__ABOUT THIS TASK__. Reproduce exactly, and solely, the lines running from the top of the data below through the line with "positive clicks: (134, 102) (96, 99)", both inclusive. Omit pictures.

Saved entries
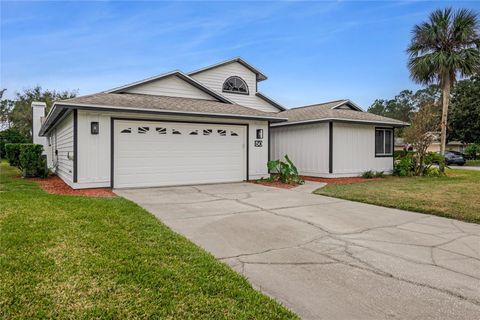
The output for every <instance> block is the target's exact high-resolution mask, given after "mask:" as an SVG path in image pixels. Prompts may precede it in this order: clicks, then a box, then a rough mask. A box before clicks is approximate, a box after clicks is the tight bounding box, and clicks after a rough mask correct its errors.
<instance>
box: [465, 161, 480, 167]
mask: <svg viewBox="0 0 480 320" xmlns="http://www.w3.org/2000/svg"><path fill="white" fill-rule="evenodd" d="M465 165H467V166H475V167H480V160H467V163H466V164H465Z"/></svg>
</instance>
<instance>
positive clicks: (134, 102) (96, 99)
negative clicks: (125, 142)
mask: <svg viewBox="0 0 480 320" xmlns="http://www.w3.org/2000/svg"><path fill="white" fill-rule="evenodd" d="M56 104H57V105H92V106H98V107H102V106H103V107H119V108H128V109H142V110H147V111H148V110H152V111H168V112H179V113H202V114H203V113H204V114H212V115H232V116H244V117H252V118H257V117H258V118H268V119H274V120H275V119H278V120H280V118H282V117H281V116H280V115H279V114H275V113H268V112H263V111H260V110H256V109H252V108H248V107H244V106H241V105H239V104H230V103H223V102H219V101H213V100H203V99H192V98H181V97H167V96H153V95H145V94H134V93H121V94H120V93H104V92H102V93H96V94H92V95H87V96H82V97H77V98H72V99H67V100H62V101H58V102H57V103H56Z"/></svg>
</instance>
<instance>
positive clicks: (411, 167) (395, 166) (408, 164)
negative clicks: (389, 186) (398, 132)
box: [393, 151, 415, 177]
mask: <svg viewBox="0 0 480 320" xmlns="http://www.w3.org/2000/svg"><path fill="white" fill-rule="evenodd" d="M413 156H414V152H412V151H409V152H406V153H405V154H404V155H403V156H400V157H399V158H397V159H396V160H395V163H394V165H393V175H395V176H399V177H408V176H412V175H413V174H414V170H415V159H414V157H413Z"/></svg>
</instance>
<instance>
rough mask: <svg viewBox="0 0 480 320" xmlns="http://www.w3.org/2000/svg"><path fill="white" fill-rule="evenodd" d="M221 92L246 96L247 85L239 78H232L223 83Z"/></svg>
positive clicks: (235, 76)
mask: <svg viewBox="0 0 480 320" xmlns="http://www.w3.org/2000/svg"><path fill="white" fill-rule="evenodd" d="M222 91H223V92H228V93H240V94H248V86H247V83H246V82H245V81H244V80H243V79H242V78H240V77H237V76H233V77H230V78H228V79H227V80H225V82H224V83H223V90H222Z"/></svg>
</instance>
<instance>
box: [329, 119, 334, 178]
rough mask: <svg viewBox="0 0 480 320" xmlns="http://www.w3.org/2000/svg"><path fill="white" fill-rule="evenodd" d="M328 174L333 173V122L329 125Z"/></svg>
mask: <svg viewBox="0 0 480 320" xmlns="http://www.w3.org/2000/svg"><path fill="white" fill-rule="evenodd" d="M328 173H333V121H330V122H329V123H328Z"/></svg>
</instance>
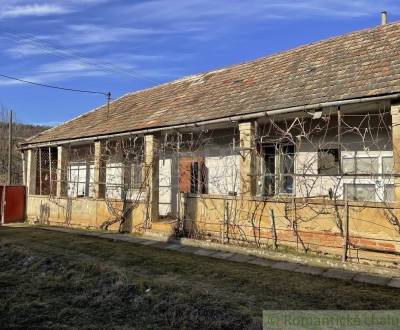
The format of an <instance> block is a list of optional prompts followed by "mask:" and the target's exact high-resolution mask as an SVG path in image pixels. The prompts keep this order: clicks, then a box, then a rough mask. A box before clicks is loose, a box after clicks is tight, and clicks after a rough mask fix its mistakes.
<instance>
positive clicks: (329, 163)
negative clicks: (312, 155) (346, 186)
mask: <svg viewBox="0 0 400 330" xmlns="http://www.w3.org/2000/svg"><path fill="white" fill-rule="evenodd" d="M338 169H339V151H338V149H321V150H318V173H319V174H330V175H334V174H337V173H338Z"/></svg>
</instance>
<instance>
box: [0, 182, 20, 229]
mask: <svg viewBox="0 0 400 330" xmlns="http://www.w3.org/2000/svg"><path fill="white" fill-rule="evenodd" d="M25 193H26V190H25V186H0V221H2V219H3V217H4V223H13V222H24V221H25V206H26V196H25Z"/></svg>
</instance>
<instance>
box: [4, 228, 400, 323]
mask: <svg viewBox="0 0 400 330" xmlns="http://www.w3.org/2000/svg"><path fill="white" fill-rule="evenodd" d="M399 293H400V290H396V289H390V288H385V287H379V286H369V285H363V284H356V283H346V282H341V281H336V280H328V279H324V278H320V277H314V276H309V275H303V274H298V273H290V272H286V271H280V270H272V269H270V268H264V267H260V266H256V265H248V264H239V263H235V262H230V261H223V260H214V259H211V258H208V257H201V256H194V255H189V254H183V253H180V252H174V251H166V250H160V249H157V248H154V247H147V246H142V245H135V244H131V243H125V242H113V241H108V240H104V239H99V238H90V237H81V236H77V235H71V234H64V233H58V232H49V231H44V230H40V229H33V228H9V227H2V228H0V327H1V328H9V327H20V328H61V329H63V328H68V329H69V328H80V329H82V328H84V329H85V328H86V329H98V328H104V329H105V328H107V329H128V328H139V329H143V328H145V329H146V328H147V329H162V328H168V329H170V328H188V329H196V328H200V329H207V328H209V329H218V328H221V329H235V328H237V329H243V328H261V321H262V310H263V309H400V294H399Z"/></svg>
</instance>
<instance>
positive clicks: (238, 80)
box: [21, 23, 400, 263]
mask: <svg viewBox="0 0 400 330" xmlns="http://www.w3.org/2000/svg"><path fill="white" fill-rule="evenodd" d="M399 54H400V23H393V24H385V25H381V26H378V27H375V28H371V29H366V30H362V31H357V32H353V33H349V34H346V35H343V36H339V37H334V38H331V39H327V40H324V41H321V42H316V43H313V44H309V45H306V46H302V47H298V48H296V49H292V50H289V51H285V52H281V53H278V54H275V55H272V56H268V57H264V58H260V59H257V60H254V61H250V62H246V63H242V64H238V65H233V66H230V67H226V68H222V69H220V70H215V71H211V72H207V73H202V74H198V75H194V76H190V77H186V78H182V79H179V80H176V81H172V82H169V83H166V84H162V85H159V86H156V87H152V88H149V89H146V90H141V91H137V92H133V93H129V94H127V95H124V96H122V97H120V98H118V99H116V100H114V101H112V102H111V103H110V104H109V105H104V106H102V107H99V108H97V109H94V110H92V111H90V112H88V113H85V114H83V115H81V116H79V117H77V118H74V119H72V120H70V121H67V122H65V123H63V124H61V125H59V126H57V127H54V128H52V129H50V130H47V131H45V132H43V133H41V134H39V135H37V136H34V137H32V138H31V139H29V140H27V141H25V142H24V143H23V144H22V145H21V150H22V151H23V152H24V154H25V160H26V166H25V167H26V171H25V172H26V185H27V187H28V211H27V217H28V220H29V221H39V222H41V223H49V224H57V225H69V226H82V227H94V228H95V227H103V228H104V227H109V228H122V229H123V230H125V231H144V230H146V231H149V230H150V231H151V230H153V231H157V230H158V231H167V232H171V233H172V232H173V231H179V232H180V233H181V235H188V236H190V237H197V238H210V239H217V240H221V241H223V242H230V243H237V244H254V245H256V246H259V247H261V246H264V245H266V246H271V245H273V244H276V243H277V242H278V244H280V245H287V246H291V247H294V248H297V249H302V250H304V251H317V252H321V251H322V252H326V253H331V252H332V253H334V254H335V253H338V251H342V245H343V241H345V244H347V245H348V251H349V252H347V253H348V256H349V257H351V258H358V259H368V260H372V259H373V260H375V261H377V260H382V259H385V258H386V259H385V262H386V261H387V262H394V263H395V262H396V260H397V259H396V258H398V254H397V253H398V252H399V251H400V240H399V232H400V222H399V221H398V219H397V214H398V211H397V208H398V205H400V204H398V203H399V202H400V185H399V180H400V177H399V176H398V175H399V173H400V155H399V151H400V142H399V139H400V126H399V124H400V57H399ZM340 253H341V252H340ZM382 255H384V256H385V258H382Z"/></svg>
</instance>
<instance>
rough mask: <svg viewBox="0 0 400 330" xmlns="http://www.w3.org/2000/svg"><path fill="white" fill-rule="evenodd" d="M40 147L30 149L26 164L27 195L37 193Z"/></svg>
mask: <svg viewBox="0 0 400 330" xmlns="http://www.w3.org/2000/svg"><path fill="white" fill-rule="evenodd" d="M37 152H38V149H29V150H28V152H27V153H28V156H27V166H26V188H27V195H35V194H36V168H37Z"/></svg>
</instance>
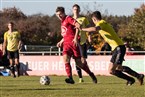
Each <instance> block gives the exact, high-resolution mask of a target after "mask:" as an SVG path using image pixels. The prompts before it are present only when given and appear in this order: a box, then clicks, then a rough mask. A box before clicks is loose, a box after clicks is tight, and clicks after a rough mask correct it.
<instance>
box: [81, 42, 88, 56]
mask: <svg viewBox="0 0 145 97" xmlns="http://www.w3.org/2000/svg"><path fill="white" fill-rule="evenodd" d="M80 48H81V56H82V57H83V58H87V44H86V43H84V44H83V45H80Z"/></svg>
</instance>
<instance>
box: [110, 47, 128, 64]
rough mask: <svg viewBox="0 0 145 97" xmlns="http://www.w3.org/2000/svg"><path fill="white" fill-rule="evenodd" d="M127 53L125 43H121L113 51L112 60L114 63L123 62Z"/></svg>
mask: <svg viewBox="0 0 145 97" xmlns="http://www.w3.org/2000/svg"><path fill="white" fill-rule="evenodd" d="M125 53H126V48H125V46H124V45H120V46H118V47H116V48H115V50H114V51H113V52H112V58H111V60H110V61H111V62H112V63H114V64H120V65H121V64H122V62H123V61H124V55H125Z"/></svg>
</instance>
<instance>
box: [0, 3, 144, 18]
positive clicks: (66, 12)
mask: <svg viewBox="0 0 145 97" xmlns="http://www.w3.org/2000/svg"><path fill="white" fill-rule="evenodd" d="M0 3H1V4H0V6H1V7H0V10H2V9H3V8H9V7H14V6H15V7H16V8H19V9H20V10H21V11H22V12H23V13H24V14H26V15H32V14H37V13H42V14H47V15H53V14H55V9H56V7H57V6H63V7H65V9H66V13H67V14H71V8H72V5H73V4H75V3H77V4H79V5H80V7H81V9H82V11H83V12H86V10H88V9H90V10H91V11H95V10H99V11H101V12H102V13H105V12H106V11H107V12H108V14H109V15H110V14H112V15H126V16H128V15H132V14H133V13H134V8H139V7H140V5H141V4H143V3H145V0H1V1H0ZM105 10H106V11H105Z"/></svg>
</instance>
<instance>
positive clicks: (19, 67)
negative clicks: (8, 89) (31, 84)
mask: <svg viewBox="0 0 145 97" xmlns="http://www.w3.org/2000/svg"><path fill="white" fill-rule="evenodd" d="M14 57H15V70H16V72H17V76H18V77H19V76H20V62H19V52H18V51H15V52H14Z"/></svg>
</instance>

__WORKED SOLUTION__.
The output for every <instance> block is the target's exact high-resolution mask, given after "mask:" as an SVG path in image pixels. Prompts may precede it in this order: clicks, then a box, then a rough mask. A box before clicks is approximate, a box after clicks is the tight bounding box, and clicks after a rough mask correct its errors.
<instance>
box: [465, 161, 480, 167]
mask: <svg viewBox="0 0 480 320" xmlns="http://www.w3.org/2000/svg"><path fill="white" fill-rule="evenodd" d="M465 165H467V166H475V167H480V160H467V163H466V164H465Z"/></svg>
</instance>
<instance>
positive clicks: (134, 102) (96, 99)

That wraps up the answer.